### Referring expression pointing data
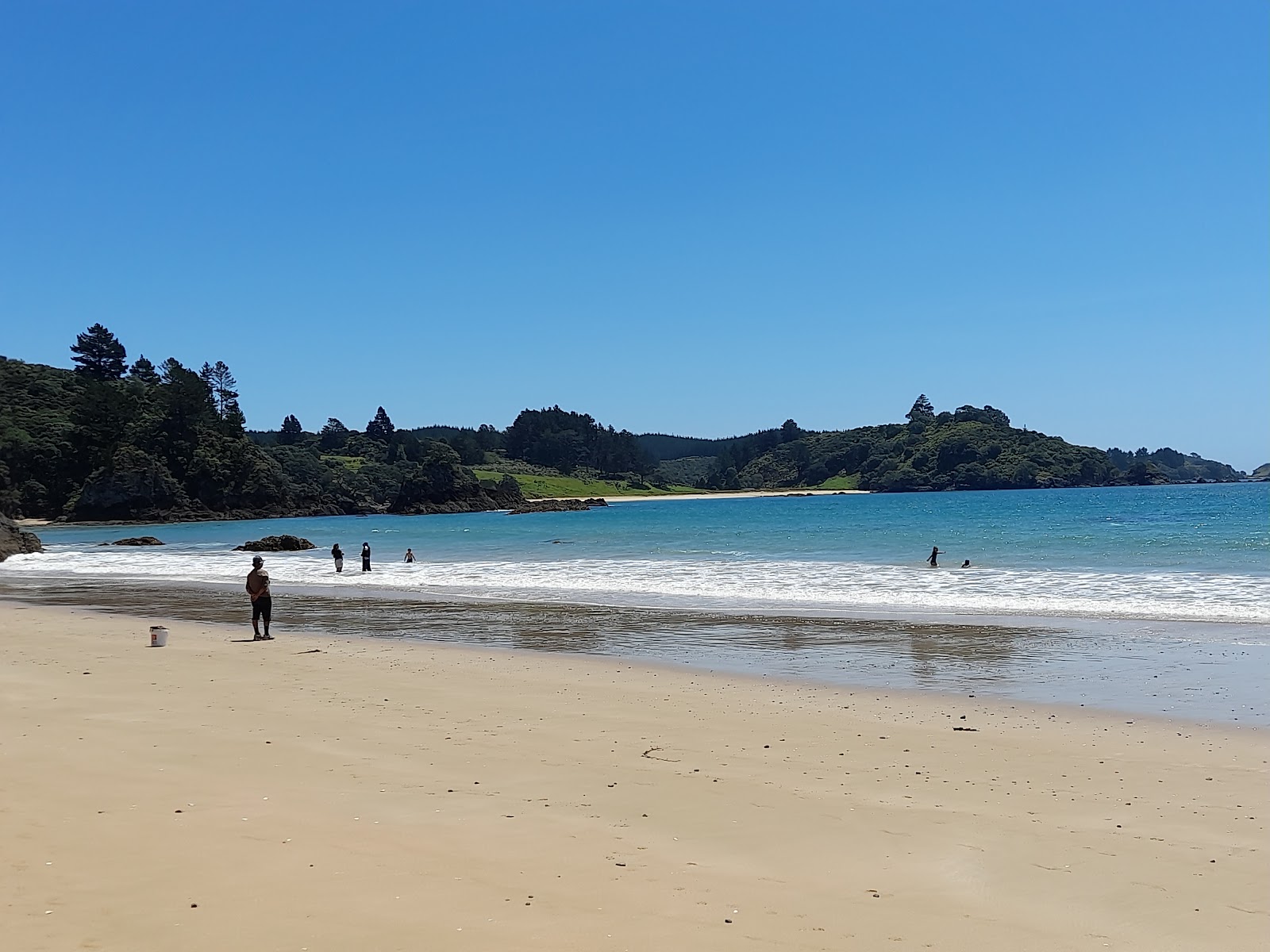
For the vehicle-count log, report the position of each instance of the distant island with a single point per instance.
(112, 441)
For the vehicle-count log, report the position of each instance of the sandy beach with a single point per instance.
(742, 494)
(315, 793)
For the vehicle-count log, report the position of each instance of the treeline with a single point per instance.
(108, 441)
(552, 438)
(968, 448)
(112, 441)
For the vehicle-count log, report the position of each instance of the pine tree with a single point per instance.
(291, 431)
(99, 355)
(381, 427)
(922, 412)
(222, 386)
(144, 371)
(333, 436)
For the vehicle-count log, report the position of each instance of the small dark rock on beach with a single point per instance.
(276, 543)
(14, 541)
(556, 505)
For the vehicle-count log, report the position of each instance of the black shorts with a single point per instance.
(262, 608)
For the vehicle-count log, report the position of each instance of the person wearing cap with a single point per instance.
(262, 605)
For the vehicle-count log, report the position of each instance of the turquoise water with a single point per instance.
(1153, 600)
(1197, 554)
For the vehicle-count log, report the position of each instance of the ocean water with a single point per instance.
(1151, 600)
(1198, 554)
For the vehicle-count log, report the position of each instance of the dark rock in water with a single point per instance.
(276, 543)
(556, 505)
(14, 541)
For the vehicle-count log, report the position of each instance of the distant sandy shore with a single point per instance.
(747, 494)
(315, 793)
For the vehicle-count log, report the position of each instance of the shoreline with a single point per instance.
(722, 494)
(328, 793)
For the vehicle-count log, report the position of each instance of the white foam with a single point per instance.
(713, 583)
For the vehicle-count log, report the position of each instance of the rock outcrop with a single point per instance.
(556, 505)
(14, 541)
(276, 543)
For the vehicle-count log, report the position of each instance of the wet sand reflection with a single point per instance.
(1038, 663)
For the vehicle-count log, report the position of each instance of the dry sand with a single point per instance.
(378, 795)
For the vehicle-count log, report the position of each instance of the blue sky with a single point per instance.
(691, 217)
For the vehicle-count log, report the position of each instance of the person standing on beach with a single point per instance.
(262, 603)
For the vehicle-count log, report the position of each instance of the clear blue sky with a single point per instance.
(691, 217)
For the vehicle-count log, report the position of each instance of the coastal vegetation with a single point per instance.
(159, 443)
(111, 441)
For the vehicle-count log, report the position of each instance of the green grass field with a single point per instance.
(571, 488)
(851, 482)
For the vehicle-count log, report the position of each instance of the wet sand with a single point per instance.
(321, 793)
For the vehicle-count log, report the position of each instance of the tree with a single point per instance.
(99, 355)
(222, 387)
(381, 427)
(922, 412)
(144, 372)
(291, 431)
(333, 436)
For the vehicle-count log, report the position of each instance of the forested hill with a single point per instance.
(112, 441)
(968, 448)
(108, 441)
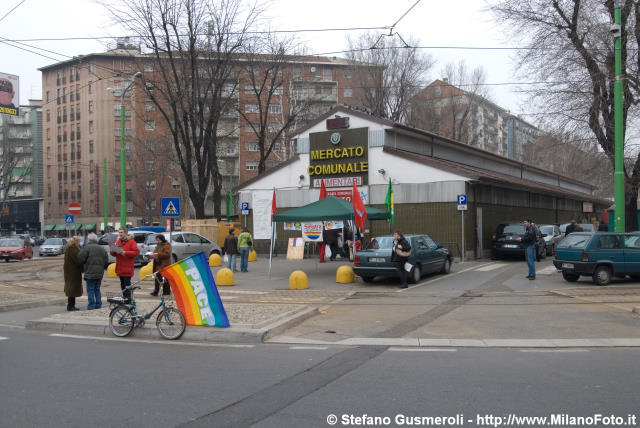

### TASK PROMPT
Would you give the entries above again verbatim, omitting the images they contain?

### WRITTEN RESPONSE
For the vehicle-count log, report the position of each instance of the distant island with a single point per instance.
(112, 441)
For the vehicle-count log, report the position of each instance of the sandy beach with a single point per instance.
(742, 494)
(315, 793)
For the vehicle-count log, report the position of each instance of the treeline with a single point per instance.
(108, 441)
(552, 438)
(968, 448)
(112, 441)
For the vehicle-count log, report the position of each instance of the pine tree with a single point per instance.
(291, 431)
(99, 355)
(381, 427)
(922, 412)
(222, 386)
(144, 371)
(333, 436)
For the vehicle-count log, report the position of each instance of the small dark rock on beach with a single point per instance.
(276, 543)
(14, 541)
(556, 505)
For the vehicle-count log, report the position of each instance of the black shorts with a single point per instance.
(262, 608)
For the vehicle-count log, report the position of each instance of the person wearing cap with a single point per instance.
(262, 605)
For the vehicle-count log, report the position of each instance of the turquoise water with a single point per instance.
(1153, 600)
(1197, 554)
For the vehicle-count log, report the position of each instance of the ocean water with a single point per instance.
(1151, 600)
(1198, 554)
For the vehicle-count log, report the position of each instance of the dark rock in water with a single point per instance.
(276, 543)
(556, 505)
(14, 541)
For the vehicle-count log, report the position of each instance of the distant sandy shore with a single point per instance.
(747, 494)
(315, 793)
For the vehicle-count log, report the position of each instance of the shoreline with a single point per instance.
(722, 494)
(328, 793)
For the vehicle-count log, report the position of each instance of the white foam with a single point per instance.
(713, 583)
For the vehicle-count log, report the position of each instance of the rock outcrop with a single point per instance.
(556, 505)
(14, 541)
(276, 543)
For the vehicle-count log, report the position of each instance of the wet sand reflection with a single point per instance.
(1038, 663)
For the vehicle-count log, report the position of each instance of the dry sand with a single point per instance.
(378, 795)
For the vehicle-count log, report the position of each instance of the blue sky with a single point per instance.
(691, 217)
For the vehicle-count log, report the position of each instance of the person standing on beach with a single point per instance.
(262, 603)
For the vehicle-count log, report the position of each instance of the clear blue sky with a single point per instance.
(691, 217)
For the vehicle-count log, report the position of each instance of the coastal vegetation with a single point per instance.
(159, 443)
(111, 441)
For the vehicle-count log, report the position of each instance of the green grass field with a single point per instance.
(571, 488)
(851, 482)
For the vehicle-count log, report the position of each instance of the wet sand with a single point per instance.
(321, 793)
For the vehicle-count log, report the position of each instance of the tree with a single point per instance.
(99, 355)
(222, 387)
(381, 427)
(922, 412)
(144, 372)
(291, 431)
(333, 436)
For the vehicle-count log, report the position of each instance of the forested hill with a single point per instance.
(112, 441)
(968, 448)
(108, 441)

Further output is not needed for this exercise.